======== DATA FOR THIS EXERCISE ========

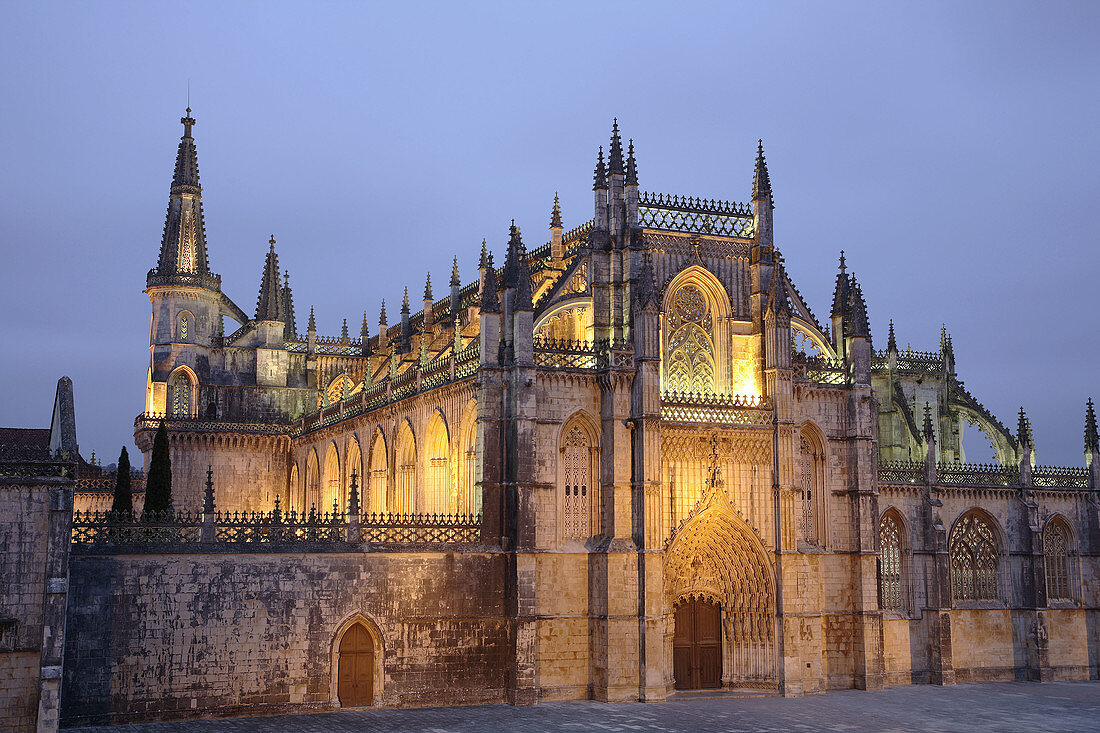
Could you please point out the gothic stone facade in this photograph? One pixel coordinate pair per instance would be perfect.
(627, 461)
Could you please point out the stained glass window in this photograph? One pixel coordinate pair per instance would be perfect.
(691, 363)
(974, 559)
(576, 457)
(890, 598)
(1056, 551)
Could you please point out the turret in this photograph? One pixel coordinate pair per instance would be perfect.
(557, 247)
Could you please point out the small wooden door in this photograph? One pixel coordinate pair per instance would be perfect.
(696, 646)
(355, 675)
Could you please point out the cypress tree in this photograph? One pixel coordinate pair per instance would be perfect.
(158, 482)
(122, 506)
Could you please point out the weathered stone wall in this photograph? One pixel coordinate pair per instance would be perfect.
(172, 635)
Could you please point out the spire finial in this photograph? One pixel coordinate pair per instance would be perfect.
(631, 166)
(1091, 435)
(601, 175)
(556, 214)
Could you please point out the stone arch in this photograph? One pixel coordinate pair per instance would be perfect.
(374, 633)
(1059, 559)
(405, 473)
(466, 461)
(695, 313)
(183, 393)
(578, 478)
(976, 545)
(717, 557)
(375, 498)
(812, 504)
(311, 492)
(439, 485)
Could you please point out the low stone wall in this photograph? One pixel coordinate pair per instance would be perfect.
(178, 635)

========

- [WHAT IS BEING ASKED]: Begin at the line that has "Could you please point out the turret" and stop after the last of the entries. Rewrite every line in that span, requests included, and scale each coordinate in the answers by 1.85, rounding to whole numbers with halves going up.

- [FULL OUTPUT]:
Could you please point out the turret in this photograph? One pixel coordinate pair per instance would be perfect.
(1030, 457)
Could you please point out the small wooden door in this photograph? One pixel coordinate pair per instance would be perfect.
(1288, 1195)
(657, 1249)
Could you please point out the cypress tree in this photograph? One pixel coordinate pair per instance would be perfect.
(292, 892)
(226, 936)
Could you please point out the weathered stone wall in this photograph? One pixel coordinate pair per instance would be perfect.
(318, 1175)
Could you please point out the spire finial in this photograph? One pixel coordinate pair per instance would be perfect.
(1167, 307)
(2018, 805)
(1112, 324)
(1029, 396)
Could you please point out the stone arch in this photograph? One pixel coordinate pair per instance would be perfect.
(692, 1171)
(1959, 1034)
(749, 875)
(862, 853)
(1286, 579)
(339, 727)
(1069, 884)
(1806, 1008)
(1326, 1030)
(694, 921)
(1502, 932)
(575, 910)
(812, 897)
Could you please point out the low stone wall in this photograph? One pixel coordinate pair per instance would be perfect.
(329, 1175)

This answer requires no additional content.